■ **ACTIVITY A**
Using the text about the Scarlett appellate ruling, answer these questions:
(i) In what year did Scarlett begin serving his prison term, and what was that term?
(ii) What position does Maureen McCormick hold?
(iii) According to McCormick's statement, about how much did the truck weigh?
■ **ACTIVITY B**
Write what comes next in the text about the Scarlett appellate ruling, picking up after its last sentence.
------ TEXT PROVIDED
While disagreeing with the murder conviction, the appellate court found the evidence against Scarlett “clearly” proved “the recklessness necessary to sustain convictions for manslaughter and second-degree assault,” the Law Journal reported.
Scarlett began serving a term of 20 years to life in prison in 2009. His sentence will be reduced to a maximum of five to 15 years.
Maureen McCormick, head vehicular crimes prosecutor for the Nassau County district attorney’s office, has for years warned that court rulings and poorly-drafted state laws are handicapping cases against New York motorists accused of serious crimes. She sent us the following statement:
This was another incredibly disheartening decision that continues to chip away at a prosecutor’s ability to hold the most egregious vehicular crimes’ defendants responsible for their acts. It is certainly bad enough when the driver of a car fails to take his anti-seizure medication, crashes and causes injury or death; but when our courts believe it is the same level crime for a commercial garbage truck driver to willfully hide his epilepsy to illegally obtain a commercial driver’s license, to willfully stop taking his medication because it interferes with his consumption of alcohol and then to continue driving a truck weighing around 60,000 pounds on NYC densely populated streets until he blacks out and kills two people and seriously injures a third, the question must be asked: what is wrong with this system? What happened to the role of the jury? And if these recent interpretations of depraved indifference are the definitions that will, again, tie vehicular prosecutors’ hands, then where is the legislature?
------------
------ INFORMATION SHOWN
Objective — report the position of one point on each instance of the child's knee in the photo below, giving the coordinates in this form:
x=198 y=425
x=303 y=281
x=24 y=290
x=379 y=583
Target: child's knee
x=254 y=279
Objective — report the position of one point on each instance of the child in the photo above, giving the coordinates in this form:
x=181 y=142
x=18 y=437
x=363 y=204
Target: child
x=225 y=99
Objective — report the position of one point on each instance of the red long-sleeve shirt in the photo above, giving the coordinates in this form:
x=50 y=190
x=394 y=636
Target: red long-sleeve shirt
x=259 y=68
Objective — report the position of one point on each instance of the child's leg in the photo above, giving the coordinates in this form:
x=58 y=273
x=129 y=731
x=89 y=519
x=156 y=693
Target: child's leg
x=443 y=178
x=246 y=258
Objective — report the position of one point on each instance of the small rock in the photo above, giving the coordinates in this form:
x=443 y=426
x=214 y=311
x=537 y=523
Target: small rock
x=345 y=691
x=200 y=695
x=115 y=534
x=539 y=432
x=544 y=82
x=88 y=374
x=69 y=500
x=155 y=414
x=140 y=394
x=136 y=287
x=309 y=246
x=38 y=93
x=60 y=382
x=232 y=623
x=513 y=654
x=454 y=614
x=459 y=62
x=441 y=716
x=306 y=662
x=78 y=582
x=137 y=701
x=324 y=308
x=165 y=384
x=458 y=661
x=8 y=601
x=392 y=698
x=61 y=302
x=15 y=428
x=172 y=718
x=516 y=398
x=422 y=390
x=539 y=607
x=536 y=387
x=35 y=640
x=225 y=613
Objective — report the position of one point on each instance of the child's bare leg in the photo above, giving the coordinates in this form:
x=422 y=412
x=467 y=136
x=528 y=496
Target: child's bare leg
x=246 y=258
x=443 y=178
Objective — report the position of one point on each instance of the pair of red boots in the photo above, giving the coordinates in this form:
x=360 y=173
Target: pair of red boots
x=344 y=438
------------
■ **OUTPUT A**
(i) 2009; a term of 20 years to life.
(ii) Head vehicular crimes prosecutor for the Nassau County district attorney's office.
(iii) Around 60,000 pounds.

■ **OUTPUT B**
Marco Conner, counsel for Transportation Alternatives, said the Scarlett decision could be interpreted as confirmation that serious charges were appropriate. Wrote Conner via email:
This should not have a chilling effect on prosecutors’ decision to pursue serious charges for reckless driving that kills or injures others. Although the reduction will likely cause prosecutors to reconsider murder charges where intent or a “depraved indifference to human life” is not clear-cut, the manslaughter and second degree assault charges here remain very serious offenses, both being felonies that carry heavy incarceration penalties. It is not clear that you need stronger deterrence than that. We just need [district attorneys] to routinely charge drivers who kill and maim through arguably reckless driving. It can’t be an occasional response.
Also, the court didn’t question that the driver’s behavior was criminally reckless and indefensible and caused the death of the two tourists — it reaffirmed that.
In other words, the decision is not an excuse for New York City prosecutors to fail to bring criminal charges when warranted.